▸ DIRECTION: Set out the lines below as a numbered list, skipping any blank lines.

▸ TASK INPUTS:
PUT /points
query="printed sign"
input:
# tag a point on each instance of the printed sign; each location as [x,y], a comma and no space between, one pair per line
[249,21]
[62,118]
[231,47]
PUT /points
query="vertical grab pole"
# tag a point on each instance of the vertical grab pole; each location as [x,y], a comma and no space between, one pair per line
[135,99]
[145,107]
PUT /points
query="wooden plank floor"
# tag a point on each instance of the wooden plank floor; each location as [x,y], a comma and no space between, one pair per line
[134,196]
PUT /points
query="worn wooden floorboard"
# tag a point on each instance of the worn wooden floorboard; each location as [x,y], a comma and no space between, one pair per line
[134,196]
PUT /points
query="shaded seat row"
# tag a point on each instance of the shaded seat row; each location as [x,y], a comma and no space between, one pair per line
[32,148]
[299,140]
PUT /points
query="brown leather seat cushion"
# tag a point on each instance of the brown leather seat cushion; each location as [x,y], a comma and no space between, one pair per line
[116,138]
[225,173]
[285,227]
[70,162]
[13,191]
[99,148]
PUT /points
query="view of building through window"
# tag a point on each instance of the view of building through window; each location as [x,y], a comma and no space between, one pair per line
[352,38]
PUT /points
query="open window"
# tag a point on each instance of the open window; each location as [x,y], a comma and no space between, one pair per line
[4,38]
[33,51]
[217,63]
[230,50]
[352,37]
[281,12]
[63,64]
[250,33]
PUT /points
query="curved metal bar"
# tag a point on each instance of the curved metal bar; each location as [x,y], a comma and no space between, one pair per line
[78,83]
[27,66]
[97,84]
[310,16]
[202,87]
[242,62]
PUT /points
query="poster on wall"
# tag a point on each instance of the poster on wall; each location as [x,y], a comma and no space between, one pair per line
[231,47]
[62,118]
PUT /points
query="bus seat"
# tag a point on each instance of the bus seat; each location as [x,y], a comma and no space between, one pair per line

▸ RESULT FOR THIS TASK:
1. PUT /points
2. query="printed sign"
3. input:
4. # tag a point on each instance of the printed sign; each location as [x,y], a comma and no space between, one pair per line
5. [249,21]
6. [62,118]
7. [231,47]
8. PUT /points
9. query="vertical grab pole"
10. # tag a point on each instance of the vertical grab pole; each location as [x,y], a comma and no space between, one pair per line
11. [135,99]
12. [145,107]
13. PUT /points
14. query="wooden plank floor"
15. # tag a point on each instance of the wooden plank floor; each location as [x,y], a comma and no space between, one pair per line
16. [134,196]
17. PUT /points
18. query="worn wooden floorboard"
19. # tag a point on each instance of the worn wooden floorboard; each location as [x,y], a comma and no space between, one pair per line
20. [134,196]
21. PUT /points
22. query="shaded seat row"
23. # tag a point on each instance of the shaded seat row; each location as [x,y], a comma and no space between, one pair per line
24. [32,148]
25. [299,140]
26. PUT /points
27. query="brown leather seat cushion"
28. # tag a point on each instance of the brown leather seat cushion; each location as [x,y], a comma and no space between, one pair per line
29. [116,138]
30. [225,173]
31. [285,227]
32. [70,162]
33. [13,191]
34. [99,148]
35. PUT /points
36. query="view of building through window"
37. # tag a point on each instance of the view of building through window; each location as [x,y], a comma and no space between, one pair per line
38. [352,38]
39. PUT /points
40. query="open window"
41. # tag a point on each instance of the open window; each location as [x,y], a comma and no space between, one pair per line
42. [4,38]
43. [33,51]
44. [217,63]
45. [230,50]
46. [352,37]
47. [281,12]
48. [63,64]
49. [250,33]
50. PUT /points
51. query="curved metal bar"
52. # tag a point on each instance of the curved metal bar; each location as [x,y], a comma and no space between, one pair per line
53. [78,83]
54. [27,66]
55. [97,84]
56. [310,16]
57. [202,87]
58. [242,62]
59. PUT /points
60. query="poster on wall"
61. # tag a point on each instance of the poster on wall; each location as [x,y], a comma and no space between, one pair per line
62. [231,47]
63. [62,118]
64. PUT /points
65. query="bus seat"
66. # tag a point on each instance of the bus seat; each location as [x,y], a comma and no space between, one pair per line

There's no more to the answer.